* [TASK TO CARRY OUT] Every line of the data is to be transcribed as it stands.

* [DATA FOR ANALYSIS]
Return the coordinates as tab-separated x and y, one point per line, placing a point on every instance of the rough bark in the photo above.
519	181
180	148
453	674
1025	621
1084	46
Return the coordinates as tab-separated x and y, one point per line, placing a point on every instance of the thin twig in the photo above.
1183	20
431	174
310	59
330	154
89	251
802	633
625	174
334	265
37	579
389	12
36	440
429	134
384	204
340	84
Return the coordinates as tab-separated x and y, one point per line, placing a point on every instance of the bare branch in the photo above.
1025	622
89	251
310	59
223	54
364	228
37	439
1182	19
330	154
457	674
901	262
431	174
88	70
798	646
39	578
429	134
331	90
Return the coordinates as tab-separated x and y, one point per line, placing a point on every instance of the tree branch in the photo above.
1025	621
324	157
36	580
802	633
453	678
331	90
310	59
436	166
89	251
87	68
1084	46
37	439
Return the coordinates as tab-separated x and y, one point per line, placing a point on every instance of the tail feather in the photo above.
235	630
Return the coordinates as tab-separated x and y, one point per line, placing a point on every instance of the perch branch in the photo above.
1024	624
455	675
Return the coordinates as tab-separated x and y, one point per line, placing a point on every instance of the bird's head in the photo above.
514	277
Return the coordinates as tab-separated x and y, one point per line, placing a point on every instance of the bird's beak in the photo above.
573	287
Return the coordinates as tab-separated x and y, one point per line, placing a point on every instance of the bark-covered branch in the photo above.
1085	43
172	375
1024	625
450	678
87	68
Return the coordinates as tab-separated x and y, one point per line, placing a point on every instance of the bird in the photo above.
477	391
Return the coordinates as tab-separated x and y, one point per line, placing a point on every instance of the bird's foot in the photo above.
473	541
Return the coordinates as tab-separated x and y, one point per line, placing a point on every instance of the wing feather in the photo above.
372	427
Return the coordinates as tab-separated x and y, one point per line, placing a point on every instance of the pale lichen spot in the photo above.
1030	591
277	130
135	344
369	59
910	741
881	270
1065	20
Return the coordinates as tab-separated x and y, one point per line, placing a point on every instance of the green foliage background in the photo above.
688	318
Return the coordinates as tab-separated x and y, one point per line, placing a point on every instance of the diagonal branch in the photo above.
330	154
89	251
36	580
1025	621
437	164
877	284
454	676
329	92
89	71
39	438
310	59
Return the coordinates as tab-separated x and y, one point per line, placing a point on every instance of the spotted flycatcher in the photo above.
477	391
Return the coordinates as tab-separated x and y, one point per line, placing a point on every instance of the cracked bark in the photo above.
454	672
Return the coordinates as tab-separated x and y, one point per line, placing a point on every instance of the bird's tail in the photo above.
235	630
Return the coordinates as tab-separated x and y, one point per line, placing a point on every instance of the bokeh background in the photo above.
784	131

* [FINISHED EXERCISE]
Return the coordinates as tab-separated x and y, one point per line, placing a point on every instance of the rough bark in the photo above.
519	181
180	148
453	674
1025	621
1084	46
Return the coordinates as tab-separated x and y, one point per line, placing a point on every instance of the thin twig in the photo above.
1183	20
431	174
310	59
330	154
89	251
802	633
625	174
334	265
37	579
389	12
36	440
429	134
384	204
340	84
Return the coordinates as tab-separated x and y, one point per line, placing a point on every instance of the bare branch in the photo above.
1025	622
89	251
310	59
223	54
364	228
37	439
1182	19
330	154
457	674
901	262
431	174
88	70
798	646
39	578
429	134
331	90
Return the coordinates as tab-separated x and y, one point per line, placing a point on every instance of the tree branch in the photo above.
1025	621
324	157
36	580
802	633
453	678
331	90
310	59
436	166
89	251
87	68
1084	46
37	439
Return the coordinates as tab-separated x and y, one point per line, placing a point on every instance of the tail feather in the photo above.
235	630
Return the coordinates as tab-separated x and y, one point per line, placing a point on every instance of the perch branch in the photo above.
1024	624
455	675
Return the coordinates as tab-separated x and y, one point per line, placing a point on every instance of the bird's head in the photo above.
514	277
Return the coordinates as tab-separated x and y, one point per line, placing a point on every instance of the bird's beak in the photo above.
573	287
Return the coordinates as tab-separated x and y, one point per line, placing a point on every instance of the bark-covered branch in the photo above.
1085	43
172	375
1024	625
450	678
87	68
Return the coordinates as tab-separated x and y, one point per line, placing a point on every instance of the bird in the photo above.
477	391
Return the coordinates as tab-separated x and y, one point per line, placing a point on every instance of the bird's foot in the photo above.
473	541
Return the coordinates as tab-separated x and y, one point per line, placing a point on every instance of the wing feather in the photo above.
372	427
Return the coordinates as tab-separated x and y, one point per line, placing a point on every instance of the pale lichen spot in the photo above.
1030	591
277	130
135	344
369	59
910	741
881	270
1065	20
Return the coordinates as tab-separated x and y, one point per line, placing a point on every instance of the green foliage background in the photo above.
688	318
Return the coordinates as tab-separated x and y, one point per line, placing a point on every instance of the diagonal branch in the photo above.
330	154
89	251
36	580
1025	621
437	164
877	284
454	676
329	92
89	71
39	438
310	59
Return the coordinates as tab-separated x and y, one point per line, placing a point on every instance of the spotted flycatcher in the photo above.
477	391
Return the coordinates as tab-separated x and y, one point per line, placing a point on every instance of the cracked bark in the photo above.
454	672
Return the coordinates as tab-separated x and y, one point per line, placing a point on every instance of the bird's tail in the photo above.
235	630
Return the coordinates as tab-separated x and y, one point per line, placing a point on every instance of the bokeh background in the photo above.
784	131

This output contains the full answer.